● Provided text:
◆ ◆ ◆ ◆ ◆ ◆ ◆

The Only Actor To Win Two Oscars For The Same Performance

If there's one thing the Oscars love, it's a big moment. The envelopes containing the winners of the most prestigious film awards in Hollywood may be sealed, but that doesn't stop the powers-that-be behind each year's Oscars telecast from setting the night up for maximum surprise, drama, and inspiration. It doesn't always work, like when, at the 93rd Oscars, the categories were rearranged so the telecast could end with Chadwick Boseman's posthumous Best Actor win (or so many presumed, although producer Stephen Soderbergh denied this). Except Boseman didn't win, and category winner Anthony Hopkins wasn't at the ceremony, so the seemingly pre-planned big finish turned out to be an awkward dud.

Now and again, though, the Academy's penchant for trying to plan around potential wins results in some happy accidents. Such was the case in 1947, when Harold Russell made history as the first non-professional actor to win an Oscar — and the only actor to ever take home two statuettes for the same role — for his turn in "The Best Years of Our Lives" (per The Guardian).

◆ ◆ ◆ ◆ ◆ ◆ ◆

● Material provided:
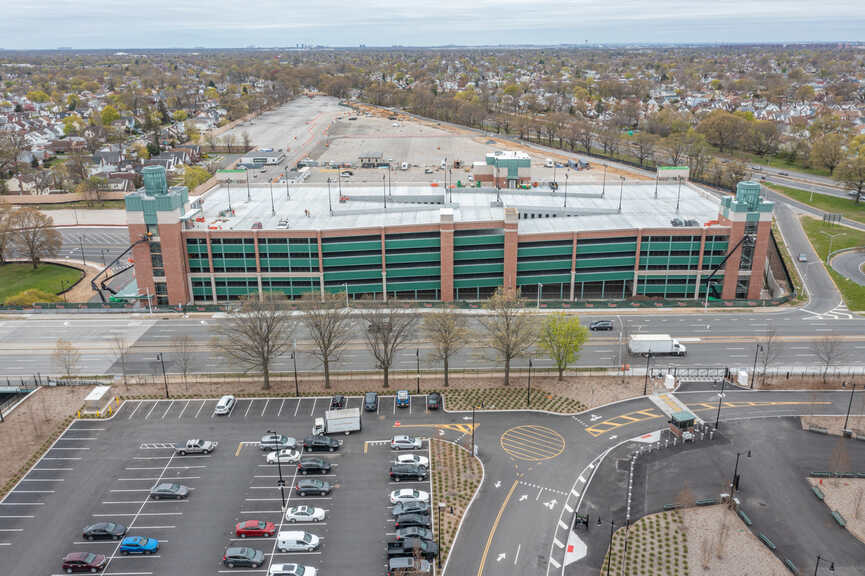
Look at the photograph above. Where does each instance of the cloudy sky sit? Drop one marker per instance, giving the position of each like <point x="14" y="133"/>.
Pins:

◆ ◆ ◆ ◆ ◆ ◆ ◆

● Problem description: Please retype the Harold Russell Oscars text in full, word for word. The data shown here comes from a different source than the text about Harold Russell's two Oscars.

● The completed task:
The Only Actor To Win Two Oscars For The Same Performance

If there's one thing the Oscars love, it's a big moment. The envelopes containing the winners of the most prestigious film awards in Hollywood may be sealed, but that doesn't stop the powers-that-be behind each year's Oscars telecast from setting the night up for maximum surprise, drama, and inspiration. It doesn't always work, like when, at the 93rd Oscars, the categories were rearranged so the telecast could end with Chadwick Boseman's posthumous Best Actor win (or so many presumed, although producer Stephen Soderbergh denied this). Except Boseman didn't win, and category winner Anthony Hopkins wasn't at the ceremony, so the seemingly pre-planned big finish turned out to be an awkward dud.

Now and again, though, the Academy's penchant for trying to plan around potential wins results in some happy accidents. Such was the case in 1947, when Harold Russell made history as the first non-professional actor to win an Oscar — and the only actor to ever take home two statuettes for the same role — for his turn in "The Best Years of Our Lives" (per The Guardian).